(文本節錄):
══════════
## 【Data Structures & Algorithms 資料結構和演算法】
:::info
- 什麼是Algorithms演算法?
- 如何評估一個算法?
- 資料結構和演算法,兩者關係為?
- Trees Travesal
- Depth First Search, DFS 深度優先搜尋 (stack 先進後出,後進先出)
- Breadth First Search, BFS 廣度優先搜尋 (queue 先進先出)
- Graph Travesal
- Bubble Sort 氣泡排序
- Selection Sort 選擇排序
- Insertion Sort 插入排序
- Merge Sort 歸併排序
- QuickSort 快速排序
[【Data Structures 資料結構】](https://hackmd.io/CUexQ6_XTR-7ZGtuBLCN0A)
:::
:::warning
參考書籍:
![](https://hackmd.io/_uploads/SkO8yn_y6.jpg)
<br/>
參考網站: [NTNU](https://web.ntnu.edu.tw/~algo/)
<br/>
參考網站: [VISUALGO](https://visualgo.net/en)
<br/>
參考網站: [十大经典排序算法](https://www.runoob.com/w3cnote/ten-sorting-algorithm.html)
<br/>
參考網站: [Leetcode 學習 探索知識地圖](https://leetcode.cn/leetbook/)
![螢幕擷取畫面 2023-12-22 160601](https://hackmd.io/_uploads/SytsQTMPp.png)
:::
<br/>
## 什麼是Algorithms演算法?
演算法是一系列明確定義的指令,按照順序執行,得到某種特定的結果
- 如何評估一個算法?
══════════
(給定資料):

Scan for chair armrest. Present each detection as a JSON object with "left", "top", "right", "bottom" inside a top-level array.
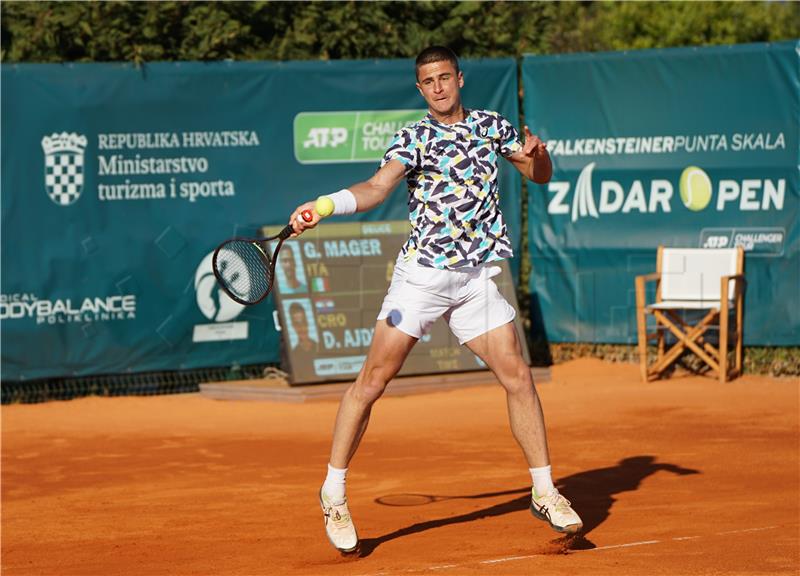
══════════
(作答要求):
• 1. 請列出這篇演算法筆記開頭清單中提到的所有排序方法,並寫出英文與中文名稱。
• 2. 根據這篇演算法筆記,演算法的定義是什麼?
以上資料與演算法筆記各自獨立。

(參考答案):
• 1. Bubble Sort 氣泡排序、Selection Sort 選擇排序、Insertion Sort 插入排序、Merge Sort 歸併排序、QuickSort 快速排序

• 2. 演算法是一系列明確定義的指令,按照順序執行,得到某種特定的結果。